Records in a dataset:
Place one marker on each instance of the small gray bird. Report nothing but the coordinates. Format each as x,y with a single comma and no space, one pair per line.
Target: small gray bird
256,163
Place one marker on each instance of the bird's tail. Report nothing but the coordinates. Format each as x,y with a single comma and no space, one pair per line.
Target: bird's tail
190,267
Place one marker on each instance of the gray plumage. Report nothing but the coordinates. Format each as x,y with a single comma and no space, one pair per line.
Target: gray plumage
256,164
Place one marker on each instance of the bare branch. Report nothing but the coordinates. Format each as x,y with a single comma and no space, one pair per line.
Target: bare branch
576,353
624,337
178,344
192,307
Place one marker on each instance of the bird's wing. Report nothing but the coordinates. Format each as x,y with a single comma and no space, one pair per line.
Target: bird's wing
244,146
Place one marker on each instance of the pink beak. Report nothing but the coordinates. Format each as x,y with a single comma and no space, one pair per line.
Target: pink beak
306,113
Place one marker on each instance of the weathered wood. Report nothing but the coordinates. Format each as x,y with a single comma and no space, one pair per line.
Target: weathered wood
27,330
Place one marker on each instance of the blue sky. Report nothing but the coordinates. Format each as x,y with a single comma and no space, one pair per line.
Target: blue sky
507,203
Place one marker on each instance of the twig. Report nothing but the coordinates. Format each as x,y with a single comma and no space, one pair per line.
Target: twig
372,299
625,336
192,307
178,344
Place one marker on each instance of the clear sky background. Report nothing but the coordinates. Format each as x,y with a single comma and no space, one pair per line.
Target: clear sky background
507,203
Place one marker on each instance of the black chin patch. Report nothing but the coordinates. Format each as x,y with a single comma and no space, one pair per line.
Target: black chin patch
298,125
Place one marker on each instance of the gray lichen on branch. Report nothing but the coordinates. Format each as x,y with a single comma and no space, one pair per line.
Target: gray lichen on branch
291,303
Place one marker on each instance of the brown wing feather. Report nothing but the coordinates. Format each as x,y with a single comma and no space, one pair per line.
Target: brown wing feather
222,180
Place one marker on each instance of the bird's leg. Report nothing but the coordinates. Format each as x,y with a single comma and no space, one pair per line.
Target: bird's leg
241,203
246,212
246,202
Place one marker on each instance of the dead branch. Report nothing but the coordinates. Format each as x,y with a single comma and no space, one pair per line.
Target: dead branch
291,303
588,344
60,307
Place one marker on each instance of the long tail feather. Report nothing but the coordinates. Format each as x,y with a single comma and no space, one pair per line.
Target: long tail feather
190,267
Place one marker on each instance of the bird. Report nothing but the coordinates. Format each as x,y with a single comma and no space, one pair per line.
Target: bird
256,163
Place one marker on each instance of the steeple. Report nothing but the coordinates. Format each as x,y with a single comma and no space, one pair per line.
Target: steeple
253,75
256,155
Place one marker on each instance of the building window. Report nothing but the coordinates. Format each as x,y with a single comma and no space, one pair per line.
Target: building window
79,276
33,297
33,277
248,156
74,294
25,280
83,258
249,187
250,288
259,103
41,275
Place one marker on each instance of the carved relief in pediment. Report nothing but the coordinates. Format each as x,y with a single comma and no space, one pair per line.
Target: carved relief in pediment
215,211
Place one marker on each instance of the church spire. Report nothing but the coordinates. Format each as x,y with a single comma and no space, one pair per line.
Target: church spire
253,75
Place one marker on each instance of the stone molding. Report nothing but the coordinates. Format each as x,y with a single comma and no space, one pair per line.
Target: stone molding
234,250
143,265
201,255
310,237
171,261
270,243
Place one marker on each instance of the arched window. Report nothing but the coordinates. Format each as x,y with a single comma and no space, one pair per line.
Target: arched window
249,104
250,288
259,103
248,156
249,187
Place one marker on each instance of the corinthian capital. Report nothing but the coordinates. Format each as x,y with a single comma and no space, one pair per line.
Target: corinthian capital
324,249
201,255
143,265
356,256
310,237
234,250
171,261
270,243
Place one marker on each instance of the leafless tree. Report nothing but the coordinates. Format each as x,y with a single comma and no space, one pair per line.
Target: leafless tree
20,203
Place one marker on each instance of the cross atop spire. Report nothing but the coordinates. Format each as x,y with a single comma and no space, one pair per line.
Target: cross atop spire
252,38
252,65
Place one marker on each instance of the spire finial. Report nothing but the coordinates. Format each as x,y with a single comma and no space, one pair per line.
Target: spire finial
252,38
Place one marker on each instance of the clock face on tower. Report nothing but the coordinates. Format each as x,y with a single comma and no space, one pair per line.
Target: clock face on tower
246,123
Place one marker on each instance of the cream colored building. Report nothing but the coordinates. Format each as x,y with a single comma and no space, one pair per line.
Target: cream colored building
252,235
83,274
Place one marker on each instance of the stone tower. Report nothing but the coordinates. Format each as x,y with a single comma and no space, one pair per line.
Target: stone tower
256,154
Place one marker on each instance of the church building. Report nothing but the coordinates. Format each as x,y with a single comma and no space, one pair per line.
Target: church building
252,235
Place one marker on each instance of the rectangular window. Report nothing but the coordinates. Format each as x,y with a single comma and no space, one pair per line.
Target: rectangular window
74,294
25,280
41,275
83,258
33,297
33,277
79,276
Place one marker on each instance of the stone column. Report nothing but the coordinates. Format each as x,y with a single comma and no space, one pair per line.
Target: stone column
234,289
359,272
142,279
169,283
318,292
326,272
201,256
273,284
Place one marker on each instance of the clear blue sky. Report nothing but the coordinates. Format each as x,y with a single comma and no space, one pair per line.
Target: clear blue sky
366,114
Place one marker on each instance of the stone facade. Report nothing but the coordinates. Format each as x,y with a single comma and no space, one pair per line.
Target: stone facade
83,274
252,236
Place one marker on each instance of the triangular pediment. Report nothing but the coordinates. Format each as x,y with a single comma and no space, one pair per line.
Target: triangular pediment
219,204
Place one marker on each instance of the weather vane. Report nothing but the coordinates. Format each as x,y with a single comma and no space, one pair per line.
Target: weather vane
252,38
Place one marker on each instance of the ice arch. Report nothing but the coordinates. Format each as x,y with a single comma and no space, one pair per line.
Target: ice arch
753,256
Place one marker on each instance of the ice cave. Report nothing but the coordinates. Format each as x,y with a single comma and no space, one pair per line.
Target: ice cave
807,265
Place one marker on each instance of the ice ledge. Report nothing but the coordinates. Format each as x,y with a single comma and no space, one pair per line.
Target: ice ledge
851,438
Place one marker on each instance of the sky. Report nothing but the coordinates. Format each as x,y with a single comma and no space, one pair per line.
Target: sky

Aim of the exercise =
Render every line of the rows above as a single numbered list, leaving out any blank lines.

Expected answer =
1. Place one marker on each instance of the small gray bird. Report nothing but the coordinates. Format each as x,y with a single comma and no space, one pair per line.
2. Target: small gray bird
3. 256,163
4. Place one marker on each instance of the bird's tail. Report nothing but the coordinates. Format each as x,y with a single comma and no space, one pair per line.
5. Target: bird's tail
6. 190,267
7. Place one marker on each instance of the gray plumage. Report nothing but the coordinates. Format each as x,y with a single comma and no space, one pair per line.
8. Target: gray plumage
9. 256,164
10. Place one marker on each instance of the bare branch. Report nothing but the coordinates. Format each as x,y with a single comma and no space, one pair per line.
11. Target: bare branch
12. 576,353
13. 624,337
14. 178,344
15. 192,307
16. Place one marker on each instance of the bird's wing. Report nothing but the coordinates. Format each as x,y with a single comma and no space, one pair per line.
17. Target: bird's wing
18. 244,146
19. Place one marker on each instance of the pink beak. Report nothing but the coordinates. Format each as x,y with a single comma and no space, one pair per line.
20. Target: pink beak
21. 306,113
22. Place one marker on each instance of the weathered wood. Report nothing but the coordinates. Format each as x,y with a single comma and no space, one pair per line.
23. Target: weathered wood
24. 27,330
25. Place one marker on each instance of the blue sky. Report nothing but the coordinates. Format each as x,y with a single comma and no space, one pair per line.
26. Target: blue sky
27. 507,203
28. Place one marker on each instance of the twig. Report nothing but the coordinates. Format each as x,y with a single comma and no space, one pair per line.
29. Target: twig
30. 372,299
31. 625,336
32. 192,307
33. 178,344
34. Place one marker on each instance of the clear sky background. Report nothing but the coordinates. Format each as x,y with a single comma and no space, one pair per line.
35. Target: clear sky background
36. 507,203
37. Place one marker on each instance of the black chin patch. Report nothing but the coordinates. Format each as x,y with a single comma and no space, one pair per line.
38. Target: black chin patch
39. 298,125
40. Place one marker on each instance of the gray lichen on branch. Report nothing but the coordinates. Format each as x,y with a single comma and no space, one pair per line.
41. Target: gray lichen on branch
42. 291,303
43. Place one marker on each instance of the brown wing feather. Report nothing but the coordinates. Format each as x,y with a single comma and no space, one pair per line.
44. Target: brown wing feather
45. 222,180
46. Place one marker on each instance of the bird's leg. Report nothing but the coordinates. Format each as x,y with a single comma and no space, one pair per line.
47. Target: bird's leg
48. 241,203
49. 246,212
50. 246,202
51. Place one marker on each instance of the dead branch. Report nothing but the coordinates. Format each as x,y with a single comma and no space, one pair per line.
52. Target: dead branch
53. 291,303
54. 588,344
55. 60,307
56. Place one marker on each instance of the long tail feather. Report nothing but the coordinates. Format each as x,y with a single comma and no space, one pair per line.
57. Target: long tail feather
58. 190,267
59. Place one marker on each instance of the bird. Report nothing but the coordinates. Format each as x,y with a single comma and no space, one pair per line.
60. Target: bird
61. 256,163
62. Place one marker on each instance of the steeple. Report nothing but the coordinates. Format each as x,y with a single comma and no space, one pair per line.
63. Target: steeple
64. 253,75
65. 256,155
66. Place one marker on each instance of the building window. Report nothing but the coordinates. Format each as x,y with a single comma and no space, one pair per line.
67. Target: building window
68. 79,276
69. 33,297
70. 33,277
71. 248,156
72. 74,294
73. 25,280
74. 83,258
75. 249,187
76. 250,288
77. 259,103
78. 41,275
79. Place one marker on each instance of the carved relief in pediment. Report nothing but the coordinates. Format each as x,y with a single comma and no space, one pair per line.
80. Target: carved relief in pediment
81. 215,211
82. Place one marker on each instance of the church spire. Report nothing but the coordinates. Format each as x,y with a single comma and no space, one pair per line.
83. Target: church spire
84. 253,75
85. Place one marker on each instance of the stone molding. Report nothing but the coordinates. Format each as x,y with a single comma and no space, one pair per line.
86. Target: stone molding
87. 234,250
88. 143,265
89. 201,255
90. 310,237
91. 171,261
92. 270,243
93. Place one marker on each instance of the arched window. Report nothing but the coordinates. Format each as x,y with a single comma and no space, one pair per line.
94. Target: arched window
95. 249,104
96. 250,288
97. 259,103
98. 248,156
99. 249,187
100. Place one marker on each instance of the corinthian capital. Report nothing but the coordinates. Format each as x,y with a single comma and no space, one pair per line.
101. Target: corinthian capital
102. 324,249
103. 201,255
104. 143,265
105. 356,256
106. 310,237
107. 234,250
108. 171,261
109. 270,243
110. Place one marker on each instance of the leafless tree. Report nothing but the coordinates. Format each as x,y with a single comma and no space, one pair per line.
111. Target: leafless tree
112. 20,203
113. Place one marker on each instance of the cross atop spire. Report nothing but the coordinates. Format each as x,y with a single comma and no space, one pair per line.
114. Target: cross atop spire
115. 252,38
116. 252,65
117. Place one marker on each instance of the spire finial. Report nothing but the coordinates. Format each as x,y with a single comma and no space, one pair per line.
118. Target: spire finial
119. 252,38
120. Place one marker on each instance of the clock face on tower. Report nothing but the coordinates. Format each as x,y with a single comma and no space, one pair per line.
121. Target: clock face on tower
122. 246,123
123. Place one marker on each instance of the cream colored building. Report nothing but the coordinates. Format each as x,y with a single comma and no space, one pair per line.
124. Target: cream colored building
125. 252,235
126. 83,274
127. Place one marker on each instance of the stone tower. Report nothing but the coordinates. Format each as x,y with a single comma and no space, one pair per line.
128. Target: stone tower
129. 256,154
130. Place one marker on each instance of the church building. Report nothing but the coordinates. Format each as x,y with a single comma and no space, one pair per line.
131. Target: church building
132. 252,235
133. Place one marker on each instance of the rectangular window. Report nothing but the coordinates. Format each as x,y with a single comma and no space, one pair per line.
134. Target: rectangular window
135. 74,294
136. 25,280
137. 41,275
138. 83,258
139. 33,297
140. 33,277
141. 79,276
142. Place one marker on each instance of the stone column. Report nothing but the coordinates. Format each as x,y with a single comma and no space, one pair per line.
143. Target: stone column
144. 234,289
145. 359,272
146. 142,279
147. 169,283
148. 318,292
149. 326,272
150. 201,256
151. 273,284
152. Place one marker on each instance of the clear blue sky. Report nothing but the coordinates. Format each as x,y with a single comma and no space, one pair per line.
153. Target: clear blue sky
154. 366,114
155. Place one marker on each instance of the stone facade. Report nothing but the coordinates. Format each as x,y with a single comma and no space, one pair per line.
156. Target: stone facade
157. 83,274
158. 252,236
159. Place one marker on each instance of the triangular pediment. Report nothing but the coordinates. Format each as x,y with a single comma and no space, one pair per line.
160. Target: triangular pediment
161. 219,204
162. Place one marker on each instance of the weather vane. Report nothing but the coordinates. Format each as x,y with a single comma and no space, one pair per line.
163. Target: weather vane
164. 252,38
165. Place one marker on each instance of the ice arch. Report nothing but the coordinates. Format each as x,y with a single comma and no space, one pair per line.
166. Target: ice arch
167. 753,256
168. Place one marker on each instance of the ice cave. Report nothing but the coordinates. Format each as x,y with a single comma and no space, one pair per line.
169. Target: ice cave
170. 807,265
171. Place one marker on each instance of the ice ledge. Report nothing but the coordinates. Format each as x,y with a single comma and no space, one pair per line.
172. Target: ice ledge
173. 851,438
174. Place one marker on each instance of the sky. Report nothing but the coordinates. Format each as x,y with a single comma and no space, one pair per line.
175. Target: sky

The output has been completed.